EXERCISE DESCRIPTION
Set down exactly the lines below, starting at the one that contains "positive clicks: (221, 141) (236, 139)" and ending at the one that contains "box: [30, 133, 245, 160]", with both of those lines included and nothing else.
Start of STUDY MATERIAL
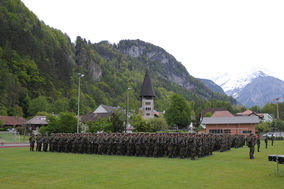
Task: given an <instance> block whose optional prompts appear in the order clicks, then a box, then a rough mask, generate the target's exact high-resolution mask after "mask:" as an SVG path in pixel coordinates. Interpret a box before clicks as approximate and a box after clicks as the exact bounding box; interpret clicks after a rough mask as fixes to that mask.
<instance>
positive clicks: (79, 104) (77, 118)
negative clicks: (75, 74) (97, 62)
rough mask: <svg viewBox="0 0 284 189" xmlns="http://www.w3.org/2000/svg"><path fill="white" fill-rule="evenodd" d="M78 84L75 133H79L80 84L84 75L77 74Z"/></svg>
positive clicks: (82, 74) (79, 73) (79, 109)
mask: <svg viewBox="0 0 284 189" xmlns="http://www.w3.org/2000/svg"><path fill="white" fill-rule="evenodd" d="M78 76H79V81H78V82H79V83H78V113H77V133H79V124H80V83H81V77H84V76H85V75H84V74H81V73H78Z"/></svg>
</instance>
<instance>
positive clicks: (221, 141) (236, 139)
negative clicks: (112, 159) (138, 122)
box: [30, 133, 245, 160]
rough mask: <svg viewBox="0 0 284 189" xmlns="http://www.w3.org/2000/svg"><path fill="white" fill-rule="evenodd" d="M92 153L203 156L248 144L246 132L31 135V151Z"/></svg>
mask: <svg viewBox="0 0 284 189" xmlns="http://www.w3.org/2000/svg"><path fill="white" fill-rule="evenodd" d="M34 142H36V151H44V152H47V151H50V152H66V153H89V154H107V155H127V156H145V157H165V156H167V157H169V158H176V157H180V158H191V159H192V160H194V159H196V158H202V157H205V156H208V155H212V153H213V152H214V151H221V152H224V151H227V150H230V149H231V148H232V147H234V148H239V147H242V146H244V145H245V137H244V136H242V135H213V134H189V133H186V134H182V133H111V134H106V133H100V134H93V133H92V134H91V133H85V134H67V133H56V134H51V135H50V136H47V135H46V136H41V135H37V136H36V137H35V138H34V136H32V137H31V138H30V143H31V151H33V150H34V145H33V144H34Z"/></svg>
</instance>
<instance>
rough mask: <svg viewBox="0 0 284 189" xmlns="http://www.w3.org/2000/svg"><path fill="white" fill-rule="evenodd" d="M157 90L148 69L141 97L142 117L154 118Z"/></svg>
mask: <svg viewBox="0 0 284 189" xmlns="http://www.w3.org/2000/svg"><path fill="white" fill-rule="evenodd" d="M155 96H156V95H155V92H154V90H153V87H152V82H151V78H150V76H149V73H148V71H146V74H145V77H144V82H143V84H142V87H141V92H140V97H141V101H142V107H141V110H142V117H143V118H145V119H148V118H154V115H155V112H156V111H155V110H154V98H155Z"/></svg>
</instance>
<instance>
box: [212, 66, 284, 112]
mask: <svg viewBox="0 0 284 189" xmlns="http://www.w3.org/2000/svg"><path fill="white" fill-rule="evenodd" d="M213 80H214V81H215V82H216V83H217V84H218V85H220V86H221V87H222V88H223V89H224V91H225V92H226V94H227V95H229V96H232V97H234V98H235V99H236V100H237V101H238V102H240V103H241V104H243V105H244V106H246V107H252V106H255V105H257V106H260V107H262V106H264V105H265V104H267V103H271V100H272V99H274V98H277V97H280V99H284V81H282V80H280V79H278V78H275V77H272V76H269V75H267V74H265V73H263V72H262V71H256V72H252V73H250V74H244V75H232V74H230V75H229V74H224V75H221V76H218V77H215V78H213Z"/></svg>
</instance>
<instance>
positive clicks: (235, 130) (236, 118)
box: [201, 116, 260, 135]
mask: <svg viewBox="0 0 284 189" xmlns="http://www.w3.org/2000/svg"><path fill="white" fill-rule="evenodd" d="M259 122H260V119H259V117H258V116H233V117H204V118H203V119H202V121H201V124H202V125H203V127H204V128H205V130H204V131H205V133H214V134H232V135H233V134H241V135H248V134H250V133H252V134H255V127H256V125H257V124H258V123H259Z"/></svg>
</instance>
End of STUDY MATERIAL
TASK ANSWER
positive clicks: (221, 141) (236, 139)
negative clicks: (112, 159) (138, 122)
box: [30, 133, 245, 160]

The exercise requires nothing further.